▸ **EXERCISE PROMPT**
An identical transcription of the records is required.

Stored dataset items
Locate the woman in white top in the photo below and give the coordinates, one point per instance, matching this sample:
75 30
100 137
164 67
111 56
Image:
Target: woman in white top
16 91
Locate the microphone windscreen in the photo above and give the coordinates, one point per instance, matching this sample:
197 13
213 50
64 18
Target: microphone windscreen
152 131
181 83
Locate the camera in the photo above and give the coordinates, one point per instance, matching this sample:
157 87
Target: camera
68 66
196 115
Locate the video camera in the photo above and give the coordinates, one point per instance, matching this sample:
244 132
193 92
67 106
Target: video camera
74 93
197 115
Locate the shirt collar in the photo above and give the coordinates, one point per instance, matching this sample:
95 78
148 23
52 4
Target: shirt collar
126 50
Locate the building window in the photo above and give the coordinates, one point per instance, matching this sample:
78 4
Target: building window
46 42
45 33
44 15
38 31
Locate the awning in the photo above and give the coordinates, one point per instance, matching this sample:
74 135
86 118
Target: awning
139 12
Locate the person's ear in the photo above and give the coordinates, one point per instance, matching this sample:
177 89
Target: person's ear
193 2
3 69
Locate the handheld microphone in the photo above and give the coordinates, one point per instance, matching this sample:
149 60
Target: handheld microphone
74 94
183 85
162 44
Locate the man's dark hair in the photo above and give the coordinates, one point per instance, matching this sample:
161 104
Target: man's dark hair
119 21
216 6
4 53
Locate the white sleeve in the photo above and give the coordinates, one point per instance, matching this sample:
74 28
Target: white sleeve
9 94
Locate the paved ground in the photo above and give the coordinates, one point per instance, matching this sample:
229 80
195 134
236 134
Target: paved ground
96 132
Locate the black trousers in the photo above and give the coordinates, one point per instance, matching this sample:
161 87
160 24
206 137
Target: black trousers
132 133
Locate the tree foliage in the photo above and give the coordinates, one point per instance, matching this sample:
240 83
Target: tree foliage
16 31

▸ **ANSWER SECTION**
Locate the woman in white top in the photo below and give the coordinates, one point per instance, matching this sample:
75 30
100 137
164 67
111 56
Image:
Target: woman in white top
16 91
Locate the microphone windscreen in the photo above and give the coordinates, one point per instance, matching this sample:
197 13
213 50
64 18
Target: microphone windscreen
152 131
181 83
Locate the camera in the photo above and give the coordinates, one point per instance, matching this sample:
157 87
Target: camera
68 66
196 115
Locate the video camera in the photo above and give the coordinates, one point per instance, matching this sample:
244 132
193 92
67 106
Target: video camera
74 93
197 115
Locate the shirt collar in the photo above and give the coordinates, one point per instance, matching this sample:
95 78
148 23
52 4
Target: shirt collar
126 50
Locate the building window in the photo above and give the coordinates, one point per instance, matching this sample:
78 4
Target: building window
46 42
45 33
44 15
38 31
Locate the awning in the photo above and give the coordinates, one point per instance, matching this sample:
74 135
86 118
Target: awning
139 12
Locate the person's ear in the photo above and give the coordinates, one point per instance, matching this sample:
177 89
Target: person's ear
193 2
3 69
Locate the handheld microphone in the photo above and give the coordinates, one point per instance, matching this sample:
149 60
Target: handheld microphone
74 94
183 85
162 44
Locate the man's dark hair in the photo above and give the coordinates, one point per instance, matching this sample:
161 104
Target: man's dark hair
119 21
216 6
4 53
Locate the white sleeve in the photo above and give the coordinates, one point per instance, matching this sample:
74 28
Target: white sleeve
9 94
Locate the paved ground in the photo above and give the coordinates, one point per instance, matching this sample:
229 80
195 134
236 134
Target: paved ground
96 132
Locate the black trousers in the photo above and give the coordinates, one point per instance, matching this sample:
161 87
160 24
206 137
Target: black trousers
132 133
Locate the tree foliage in the photo above and give the coordinates, one point per instance, matching this sample:
240 83
Target: tree foliage
16 31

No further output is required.